-------- Extracted information
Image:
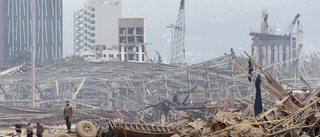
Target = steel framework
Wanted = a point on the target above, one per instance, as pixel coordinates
(78, 31)
(178, 48)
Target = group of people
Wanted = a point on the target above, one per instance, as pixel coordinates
(67, 114)
(29, 129)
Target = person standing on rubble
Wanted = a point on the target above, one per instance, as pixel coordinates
(40, 130)
(29, 130)
(67, 114)
(18, 129)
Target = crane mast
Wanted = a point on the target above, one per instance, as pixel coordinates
(290, 28)
(178, 49)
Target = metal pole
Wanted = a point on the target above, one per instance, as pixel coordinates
(33, 56)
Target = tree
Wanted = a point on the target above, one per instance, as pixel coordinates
(20, 56)
(76, 58)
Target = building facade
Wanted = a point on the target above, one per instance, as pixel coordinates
(269, 46)
(96, 29)
(16, 26)
(132, 40)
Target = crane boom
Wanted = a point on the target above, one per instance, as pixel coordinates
(178, 48)
(290, 28)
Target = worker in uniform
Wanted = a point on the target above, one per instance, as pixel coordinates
(40, 130)
(67, 114)
(18, 129)
(29, 130)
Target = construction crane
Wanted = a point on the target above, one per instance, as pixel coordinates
(178, 49)
(288, 31)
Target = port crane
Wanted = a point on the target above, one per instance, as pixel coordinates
(288, 31)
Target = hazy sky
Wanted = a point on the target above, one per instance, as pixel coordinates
(212, 26)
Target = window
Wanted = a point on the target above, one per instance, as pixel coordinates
(139, 30)
(131, 31)
(122, 31)
(140, 39)
(131, 56)
(130, 48)
(131, 39)
(122, 39)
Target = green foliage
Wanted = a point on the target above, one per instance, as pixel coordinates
(20, 56)
(76, 58)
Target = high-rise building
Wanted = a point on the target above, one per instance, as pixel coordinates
(132, 40)
(16, 28)
(270, 46)
(96, 29)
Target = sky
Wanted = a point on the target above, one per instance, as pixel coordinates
(212, 26)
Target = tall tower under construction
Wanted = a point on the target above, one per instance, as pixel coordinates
(96, 29)
(16, 28)
(270, 45)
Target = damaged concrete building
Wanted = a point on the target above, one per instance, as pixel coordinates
(95, 26)
(270, 46)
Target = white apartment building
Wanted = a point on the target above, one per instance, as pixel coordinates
(132, 40)
(96, 29)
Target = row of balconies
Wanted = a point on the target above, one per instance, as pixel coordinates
(131, 39)
(131, 31)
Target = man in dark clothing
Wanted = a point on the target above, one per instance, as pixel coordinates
(67, 113)
(40, 130)
(18, 129)
(29, 130)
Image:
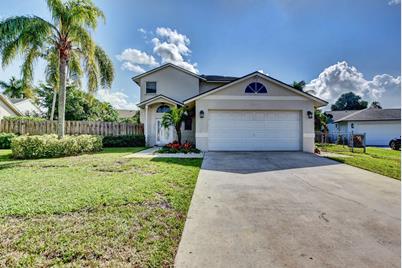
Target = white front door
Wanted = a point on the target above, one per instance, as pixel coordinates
(163, 135)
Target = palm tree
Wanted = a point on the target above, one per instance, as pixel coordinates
(375, 105)
(65, 43)
(13, 88)
(175, 117)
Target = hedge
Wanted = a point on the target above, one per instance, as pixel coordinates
(5, 140)
(47, 146)
(124, 141)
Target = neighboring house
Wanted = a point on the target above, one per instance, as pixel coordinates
(126, 113)
(380, 125)
(251, 113)
(26, 106)
(7, 108)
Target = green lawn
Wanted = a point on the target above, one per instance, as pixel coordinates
(379, 160)
(93, 210)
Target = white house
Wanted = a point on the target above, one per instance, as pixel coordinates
(250, 113)
(379, 125)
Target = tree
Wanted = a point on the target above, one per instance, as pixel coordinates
(349, 101)
(14, 88)
(375, 105)
(80, 105)
(175, 117)
(65, 42)
(299, 85)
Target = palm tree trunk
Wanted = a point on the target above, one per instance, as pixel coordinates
(62, 97)
(53, 104)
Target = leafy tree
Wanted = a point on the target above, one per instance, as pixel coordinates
(175, 117)
(65, 43)
(375, 105)
(14, 88)
(80, 106)
(349, 101)
(299, 85)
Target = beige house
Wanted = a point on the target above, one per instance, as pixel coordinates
(251, 113)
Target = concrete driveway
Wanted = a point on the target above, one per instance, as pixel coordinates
(294, 209)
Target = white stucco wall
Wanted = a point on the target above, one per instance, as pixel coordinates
(234, 98)
(172, 83)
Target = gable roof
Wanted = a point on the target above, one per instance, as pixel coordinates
(336, 115)
(371, 114)
(9, 104)
(240, 79)
(218, 78)
(159, 96)
(136, 78)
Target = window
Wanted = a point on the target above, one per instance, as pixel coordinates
(163, 109)
(255, 87)
(150, 87)
(188, 123)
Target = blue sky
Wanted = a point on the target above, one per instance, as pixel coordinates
(335, 46)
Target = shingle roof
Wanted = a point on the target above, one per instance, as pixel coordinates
(372, 115)
(218, 78)
(336, 115)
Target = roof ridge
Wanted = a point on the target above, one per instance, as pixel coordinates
(349, 115)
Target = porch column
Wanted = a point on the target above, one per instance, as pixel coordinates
(146, 125)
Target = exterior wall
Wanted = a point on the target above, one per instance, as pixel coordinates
(291, 105)
(172, 83)
(5, 110)
(27, 108)
(187, 135)
(234, 98)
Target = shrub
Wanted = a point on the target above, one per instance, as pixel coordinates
(124, 141)
(26, 118)
(175, 147)
(47, 146)
(5, 140)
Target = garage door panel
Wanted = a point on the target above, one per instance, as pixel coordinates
(254, 130)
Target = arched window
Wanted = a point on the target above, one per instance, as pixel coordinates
(163, 109)
(256, 87)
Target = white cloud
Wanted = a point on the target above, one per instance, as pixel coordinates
(118, 99)
(342, 78)
(136, 69)
(394, 2)
(172, 47)
(136, 56)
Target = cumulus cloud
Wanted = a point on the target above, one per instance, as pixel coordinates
(172, 47)
(342, 78)
(118, 99)
(136, 69)
(169, 46)
(394, 2)
(136, 56)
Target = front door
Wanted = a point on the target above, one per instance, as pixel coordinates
(163, 135)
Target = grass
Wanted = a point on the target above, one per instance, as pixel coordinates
(379, 160)
(93, 210)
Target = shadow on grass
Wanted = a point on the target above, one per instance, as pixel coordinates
(194, 162)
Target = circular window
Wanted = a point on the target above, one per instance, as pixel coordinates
(256, 87)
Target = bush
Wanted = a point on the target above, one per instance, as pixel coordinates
(175, 147)
(47, 146)
(5, 140)
(124, 141)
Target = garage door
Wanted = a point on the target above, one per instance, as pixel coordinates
(254, 131)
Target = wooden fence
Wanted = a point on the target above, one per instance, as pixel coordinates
(71, 128)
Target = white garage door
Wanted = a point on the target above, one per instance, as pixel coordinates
(254, 131)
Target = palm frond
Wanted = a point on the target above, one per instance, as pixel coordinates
(105, 67)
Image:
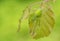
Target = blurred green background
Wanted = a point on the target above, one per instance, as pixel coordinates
(11, 11)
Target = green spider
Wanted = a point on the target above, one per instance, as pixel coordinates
(41, 19)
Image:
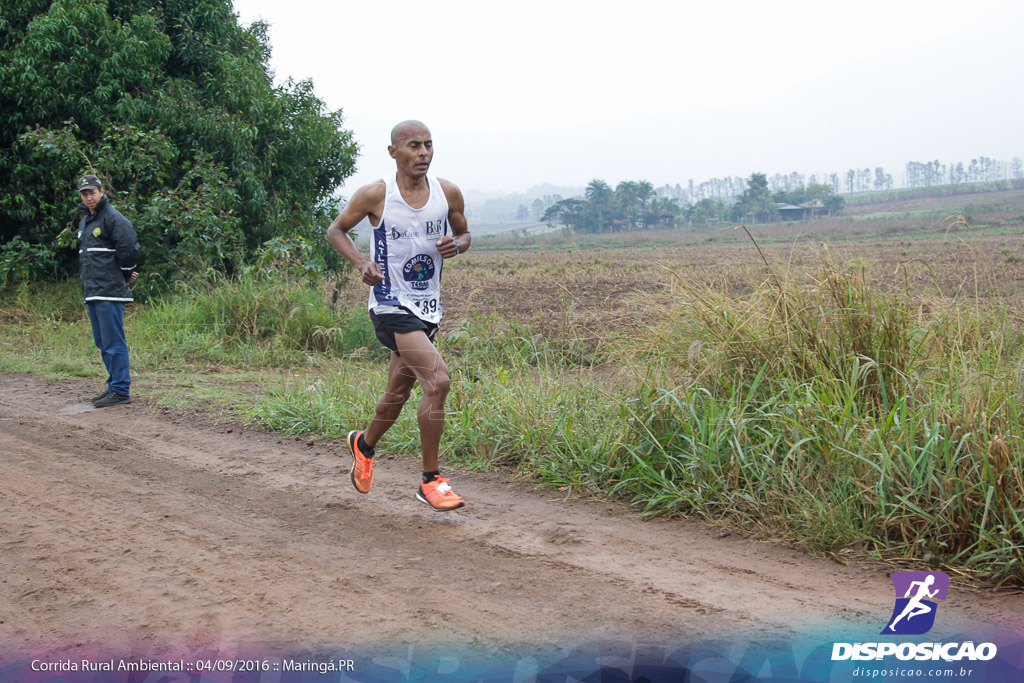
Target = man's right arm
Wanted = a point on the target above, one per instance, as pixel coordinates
----------------
Look above for the line containing "Target = porch column". Output from there through the line containing "Target = arched window", exactly and inclusively.

(Output for this task)
Target = porch column
Wanted = a point on the target above, one per instance, as pixel coordinates
(146, 125)
Target = exterior wall
Wanted = a point on the target above, one per instance, as pixel coordinates
(291, 105)
(172, 83)
(5, 110)
(27, 108)
(187, 135)
(234, 98)
Target = shrub
Wanted = a point on the target above, one per instance, as pixel coordinates
(124, 141)
(26, 118)
(175, 147)
(47, 146)
(5, 140)
Target = garage door panel
Wanted = a point on the target above, one per instance, as pixel coordinates
(254, 130)
Target = arched window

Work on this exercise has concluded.